PARTS OF THE EXERCISE:
**1.** Answer these questions from the passage on Americans' fears about war:
(a) In the Gallup poll, which concern came third as the country's most important problem?
(b) Which church held a forum last week to discuss the prospect of war?
(c) What is the full title of Gavin de Becker's book?
**2.** Using the passage on Americans' fears about war, list every concern it reports from the Gallup poll, with its place in the ranking.
**3.** Resume the passage on Americans' fears about war, picking up right after its final sentence.

Apprehensions about this war have been building worldwide in recent weeks, and in the US, they have merged with the persistent anxieties about terrorist threats and a declining economy.

Earlier this month, when Americans were asked by Gallup what they considered "the most important problem facing the country," two concerns tied for No. 1: The "fear of war/feelings of fear in this country," and the state of the economy. Terrorism was third.

When the congregation at Calvary Presbyterian Church in San Francisco held a forum last week to discuss the prospect of war, pastor Laird Stuart found that "the level of apprehension was high that we are about to do something that has enormous implications, and that in itself is unnerving."

America has confronted periods of fear before, including the threat of nuclear annihilation during the cold war from missiles very close to US shores. What makes today's situation so difficult, say people who regularly counsel Americans, is the dramatic shock of US vulnerability at a time of unprecedented prosperity, combined with a cultural environment that intensifies rather than ameliorates people's anxieties.

It need not be so, they say. Terrorism happens mostly in the imagination, and not only do Americans have the resources to deal with their anxieties, but many of the fears troubling people today are unwarranted.

"Having dedicated my life to helping people put fear in its natural place, it's hard to watch the country be so undone by unnecessary anxiety," writes Gavin de Becker, a national expert on predicting and managing violence, in "Fear Less: Real Truth About Risk, Safety, and Security in a Time of Terrorism."

(Items listed in a dataset)
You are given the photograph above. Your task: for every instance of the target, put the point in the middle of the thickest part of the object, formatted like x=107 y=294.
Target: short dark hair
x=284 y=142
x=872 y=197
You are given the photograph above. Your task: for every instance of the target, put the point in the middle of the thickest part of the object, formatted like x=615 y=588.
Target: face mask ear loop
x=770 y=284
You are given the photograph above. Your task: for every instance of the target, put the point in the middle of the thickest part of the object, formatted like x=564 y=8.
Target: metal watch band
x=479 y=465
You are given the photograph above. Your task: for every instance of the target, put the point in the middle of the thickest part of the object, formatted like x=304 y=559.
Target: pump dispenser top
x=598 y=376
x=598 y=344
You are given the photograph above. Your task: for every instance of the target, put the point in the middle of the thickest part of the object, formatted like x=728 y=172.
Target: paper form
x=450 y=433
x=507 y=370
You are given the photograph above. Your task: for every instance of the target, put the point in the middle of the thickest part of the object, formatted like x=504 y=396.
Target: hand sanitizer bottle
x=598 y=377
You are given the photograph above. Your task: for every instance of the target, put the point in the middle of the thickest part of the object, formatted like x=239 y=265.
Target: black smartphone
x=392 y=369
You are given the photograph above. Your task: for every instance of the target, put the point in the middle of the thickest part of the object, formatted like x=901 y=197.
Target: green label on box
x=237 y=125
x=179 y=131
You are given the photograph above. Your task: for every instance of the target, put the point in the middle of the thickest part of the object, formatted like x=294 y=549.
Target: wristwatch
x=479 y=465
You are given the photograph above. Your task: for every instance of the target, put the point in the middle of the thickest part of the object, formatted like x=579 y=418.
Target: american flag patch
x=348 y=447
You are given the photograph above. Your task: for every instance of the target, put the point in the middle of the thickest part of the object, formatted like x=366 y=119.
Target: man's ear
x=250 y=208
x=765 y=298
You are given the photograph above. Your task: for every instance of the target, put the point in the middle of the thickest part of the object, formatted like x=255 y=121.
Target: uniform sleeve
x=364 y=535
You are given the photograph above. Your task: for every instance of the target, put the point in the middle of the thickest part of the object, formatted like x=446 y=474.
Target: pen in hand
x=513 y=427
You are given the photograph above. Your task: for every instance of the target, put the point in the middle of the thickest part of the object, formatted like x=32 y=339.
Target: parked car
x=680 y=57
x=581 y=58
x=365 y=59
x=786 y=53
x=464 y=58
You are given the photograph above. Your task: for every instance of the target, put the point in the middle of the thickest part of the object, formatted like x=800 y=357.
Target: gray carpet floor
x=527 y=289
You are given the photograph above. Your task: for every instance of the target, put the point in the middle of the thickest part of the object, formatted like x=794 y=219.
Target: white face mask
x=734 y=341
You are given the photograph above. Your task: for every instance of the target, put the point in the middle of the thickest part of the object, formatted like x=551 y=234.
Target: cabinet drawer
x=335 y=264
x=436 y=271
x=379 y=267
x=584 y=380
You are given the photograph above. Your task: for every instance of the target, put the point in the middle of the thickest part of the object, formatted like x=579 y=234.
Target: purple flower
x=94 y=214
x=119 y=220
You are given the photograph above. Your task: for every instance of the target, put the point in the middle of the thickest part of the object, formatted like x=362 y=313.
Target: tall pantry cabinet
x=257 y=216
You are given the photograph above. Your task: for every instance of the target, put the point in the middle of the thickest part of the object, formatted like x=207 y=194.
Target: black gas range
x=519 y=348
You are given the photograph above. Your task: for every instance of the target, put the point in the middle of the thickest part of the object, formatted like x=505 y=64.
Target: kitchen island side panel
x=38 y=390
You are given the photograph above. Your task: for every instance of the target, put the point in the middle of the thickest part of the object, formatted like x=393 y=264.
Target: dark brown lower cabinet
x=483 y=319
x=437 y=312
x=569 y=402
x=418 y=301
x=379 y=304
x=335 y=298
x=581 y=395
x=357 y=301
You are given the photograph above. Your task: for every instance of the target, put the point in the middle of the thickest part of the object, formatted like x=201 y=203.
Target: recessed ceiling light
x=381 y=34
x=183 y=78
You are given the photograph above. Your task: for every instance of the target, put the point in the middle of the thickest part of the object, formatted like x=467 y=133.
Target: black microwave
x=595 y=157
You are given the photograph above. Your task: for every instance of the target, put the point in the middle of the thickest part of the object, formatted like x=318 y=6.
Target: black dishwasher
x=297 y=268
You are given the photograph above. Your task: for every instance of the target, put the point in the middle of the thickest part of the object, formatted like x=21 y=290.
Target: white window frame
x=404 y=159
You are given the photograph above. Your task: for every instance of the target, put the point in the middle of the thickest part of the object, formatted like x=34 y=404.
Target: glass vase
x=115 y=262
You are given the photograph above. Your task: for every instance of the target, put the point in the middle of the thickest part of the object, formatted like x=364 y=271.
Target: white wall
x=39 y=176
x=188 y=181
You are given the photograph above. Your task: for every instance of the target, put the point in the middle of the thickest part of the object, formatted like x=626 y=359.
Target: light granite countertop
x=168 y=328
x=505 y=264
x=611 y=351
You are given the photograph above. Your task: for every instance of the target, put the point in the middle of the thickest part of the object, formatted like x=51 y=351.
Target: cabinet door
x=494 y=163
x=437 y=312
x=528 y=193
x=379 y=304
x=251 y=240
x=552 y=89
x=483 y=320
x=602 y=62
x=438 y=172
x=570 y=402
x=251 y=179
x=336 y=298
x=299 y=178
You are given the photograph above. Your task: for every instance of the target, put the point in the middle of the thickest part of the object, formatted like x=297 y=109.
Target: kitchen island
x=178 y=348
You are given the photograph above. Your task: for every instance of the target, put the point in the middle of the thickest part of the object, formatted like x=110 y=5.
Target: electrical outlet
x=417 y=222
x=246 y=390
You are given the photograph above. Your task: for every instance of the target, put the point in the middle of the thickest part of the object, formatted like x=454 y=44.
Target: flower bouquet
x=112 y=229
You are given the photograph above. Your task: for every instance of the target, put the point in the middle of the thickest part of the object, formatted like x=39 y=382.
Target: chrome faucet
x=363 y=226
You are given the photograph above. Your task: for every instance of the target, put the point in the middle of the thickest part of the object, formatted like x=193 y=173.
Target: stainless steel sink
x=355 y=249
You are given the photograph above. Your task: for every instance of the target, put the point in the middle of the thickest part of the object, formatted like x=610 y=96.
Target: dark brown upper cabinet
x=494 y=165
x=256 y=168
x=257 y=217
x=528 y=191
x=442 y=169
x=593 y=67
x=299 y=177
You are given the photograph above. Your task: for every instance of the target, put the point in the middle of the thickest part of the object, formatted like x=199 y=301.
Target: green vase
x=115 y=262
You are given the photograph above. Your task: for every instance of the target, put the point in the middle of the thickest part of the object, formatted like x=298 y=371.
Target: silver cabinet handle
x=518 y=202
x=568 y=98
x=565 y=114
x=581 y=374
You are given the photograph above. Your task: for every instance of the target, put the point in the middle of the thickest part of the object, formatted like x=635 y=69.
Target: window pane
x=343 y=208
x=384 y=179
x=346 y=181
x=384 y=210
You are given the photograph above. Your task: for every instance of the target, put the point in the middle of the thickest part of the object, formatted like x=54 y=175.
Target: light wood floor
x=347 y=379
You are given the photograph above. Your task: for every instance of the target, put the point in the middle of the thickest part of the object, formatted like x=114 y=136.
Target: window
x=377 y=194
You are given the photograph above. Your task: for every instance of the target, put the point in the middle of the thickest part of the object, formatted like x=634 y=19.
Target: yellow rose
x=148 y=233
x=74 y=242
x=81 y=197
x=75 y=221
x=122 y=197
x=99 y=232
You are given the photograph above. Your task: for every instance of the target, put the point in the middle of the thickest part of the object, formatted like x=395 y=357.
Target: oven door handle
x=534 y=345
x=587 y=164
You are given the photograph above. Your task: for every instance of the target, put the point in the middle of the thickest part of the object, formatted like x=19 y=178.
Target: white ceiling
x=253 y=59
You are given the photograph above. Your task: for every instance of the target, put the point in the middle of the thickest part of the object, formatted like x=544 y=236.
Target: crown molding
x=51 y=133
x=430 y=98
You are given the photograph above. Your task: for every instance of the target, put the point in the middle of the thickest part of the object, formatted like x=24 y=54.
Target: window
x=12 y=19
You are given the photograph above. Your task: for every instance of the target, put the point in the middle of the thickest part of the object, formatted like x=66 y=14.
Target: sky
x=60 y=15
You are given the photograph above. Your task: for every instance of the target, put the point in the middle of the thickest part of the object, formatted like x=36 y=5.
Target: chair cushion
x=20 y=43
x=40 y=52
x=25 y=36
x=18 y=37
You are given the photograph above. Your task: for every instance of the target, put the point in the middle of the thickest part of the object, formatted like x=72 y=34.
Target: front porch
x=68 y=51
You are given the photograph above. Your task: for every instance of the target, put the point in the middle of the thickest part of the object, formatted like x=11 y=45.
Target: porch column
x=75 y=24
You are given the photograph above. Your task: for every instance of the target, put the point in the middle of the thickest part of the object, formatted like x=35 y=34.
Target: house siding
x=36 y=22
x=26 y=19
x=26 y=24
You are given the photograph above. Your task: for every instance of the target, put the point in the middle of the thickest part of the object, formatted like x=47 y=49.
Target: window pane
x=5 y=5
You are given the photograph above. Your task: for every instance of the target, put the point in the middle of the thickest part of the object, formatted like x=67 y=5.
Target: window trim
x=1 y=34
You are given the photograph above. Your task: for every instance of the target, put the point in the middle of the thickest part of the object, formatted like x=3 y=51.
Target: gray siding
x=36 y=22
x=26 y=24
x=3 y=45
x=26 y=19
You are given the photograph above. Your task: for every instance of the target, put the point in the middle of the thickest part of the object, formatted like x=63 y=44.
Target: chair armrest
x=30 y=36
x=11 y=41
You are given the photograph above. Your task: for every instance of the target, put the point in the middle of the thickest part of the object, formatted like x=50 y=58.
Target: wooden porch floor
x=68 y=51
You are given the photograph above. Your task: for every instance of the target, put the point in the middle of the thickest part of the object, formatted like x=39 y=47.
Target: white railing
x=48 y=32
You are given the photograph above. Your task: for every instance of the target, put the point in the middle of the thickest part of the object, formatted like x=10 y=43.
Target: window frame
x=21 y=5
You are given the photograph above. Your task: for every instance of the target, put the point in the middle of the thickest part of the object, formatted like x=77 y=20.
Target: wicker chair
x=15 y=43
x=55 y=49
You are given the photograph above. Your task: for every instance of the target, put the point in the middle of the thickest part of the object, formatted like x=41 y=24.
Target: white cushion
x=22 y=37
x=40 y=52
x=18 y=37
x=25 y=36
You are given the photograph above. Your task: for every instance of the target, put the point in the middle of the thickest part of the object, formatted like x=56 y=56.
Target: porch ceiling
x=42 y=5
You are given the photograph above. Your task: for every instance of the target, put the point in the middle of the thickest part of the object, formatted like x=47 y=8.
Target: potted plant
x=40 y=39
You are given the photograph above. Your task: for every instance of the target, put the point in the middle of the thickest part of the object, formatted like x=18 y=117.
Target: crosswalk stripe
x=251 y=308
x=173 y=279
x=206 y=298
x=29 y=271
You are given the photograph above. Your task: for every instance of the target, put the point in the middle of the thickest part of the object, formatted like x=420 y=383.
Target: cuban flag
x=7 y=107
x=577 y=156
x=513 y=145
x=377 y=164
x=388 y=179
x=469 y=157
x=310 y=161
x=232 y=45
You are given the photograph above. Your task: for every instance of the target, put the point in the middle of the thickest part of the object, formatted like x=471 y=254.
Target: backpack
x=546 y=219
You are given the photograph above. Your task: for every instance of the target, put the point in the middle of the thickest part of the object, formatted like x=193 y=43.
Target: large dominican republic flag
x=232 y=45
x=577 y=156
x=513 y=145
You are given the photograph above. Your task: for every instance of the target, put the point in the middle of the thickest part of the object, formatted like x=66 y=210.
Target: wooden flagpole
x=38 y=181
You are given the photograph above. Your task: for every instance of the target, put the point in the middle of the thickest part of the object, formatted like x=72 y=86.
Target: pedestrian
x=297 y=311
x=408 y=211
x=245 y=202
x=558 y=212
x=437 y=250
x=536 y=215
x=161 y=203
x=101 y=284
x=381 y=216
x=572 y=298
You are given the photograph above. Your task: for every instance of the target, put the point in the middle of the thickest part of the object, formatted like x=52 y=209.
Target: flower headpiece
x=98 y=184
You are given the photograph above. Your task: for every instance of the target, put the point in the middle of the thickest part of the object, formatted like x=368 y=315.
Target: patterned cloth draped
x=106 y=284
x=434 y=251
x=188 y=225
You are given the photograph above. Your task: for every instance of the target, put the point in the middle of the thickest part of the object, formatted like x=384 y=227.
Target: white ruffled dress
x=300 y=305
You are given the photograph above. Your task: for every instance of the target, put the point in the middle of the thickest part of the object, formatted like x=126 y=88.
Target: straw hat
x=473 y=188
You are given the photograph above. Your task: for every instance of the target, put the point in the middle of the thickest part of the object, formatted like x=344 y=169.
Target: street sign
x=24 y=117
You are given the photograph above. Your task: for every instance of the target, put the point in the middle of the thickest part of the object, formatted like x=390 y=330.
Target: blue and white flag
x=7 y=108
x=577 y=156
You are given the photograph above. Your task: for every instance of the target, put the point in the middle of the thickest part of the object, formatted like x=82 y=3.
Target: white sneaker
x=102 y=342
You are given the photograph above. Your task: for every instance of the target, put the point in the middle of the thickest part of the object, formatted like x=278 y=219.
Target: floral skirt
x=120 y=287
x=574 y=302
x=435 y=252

SOLVED TASKS:
**1.**
(a) Terrorism
(b) Calvary Presbyterian Church in San Francisco
(c) "Fear Less: Real Truth About Risk, Safety, and Security in a Time of Terrorism"

**2.**
- The "fear of war/feelings of fear in this country": tied for No. 1
- The state of the economy: tied for No. 1
- Terrorism: third

**3.**
Pastoral counselors, therapists, and terror-risk experts agree that Americans can take spiritual and other practical steps to free themselves from such fears, and use the anxieties born of ignorance to inform themselves more fully about the challenges facing the US.

Fear is helpful only when it signals a presence of immediate danger. When it's based on memory or imagination, it is unwarranted, says Mr. de Becker.

What's needed first is to accept the new situation in this country - there are no security guarantees - but recognize that this has always been part of the human condition.

"We're just waking up to what the rest of the world has been living with for a long time," says therapist Robert Gerzon. "We've had tremendous success through our technology and government programs in building up an unprecedented sense of security, and it has created a feeling that life should come with a guarantee, and it doesn't. What we need to do is deepen our spiritual life."

At the same time, experts like de Becker - whose firm has designed threat-assessment systems for the US Supreme Court, and congressional and local police forces - help people sort out the real nature of threats versus the "terrorism by TV" that he says exaggerates and misinforms. He details in his book why Americans should no longer fear air hijackings and why any biochemical attack would likely be less dangerous or pervasive than they have been led to assume.

High on everyone's list of practical steps to reduce fear is this advice: Go on a media diet! Reduce consumption of TV news to one program a day, and read newspapers instead. Avoid the gossip and speculation of developing stories until there is some genuine perspective on what's happened.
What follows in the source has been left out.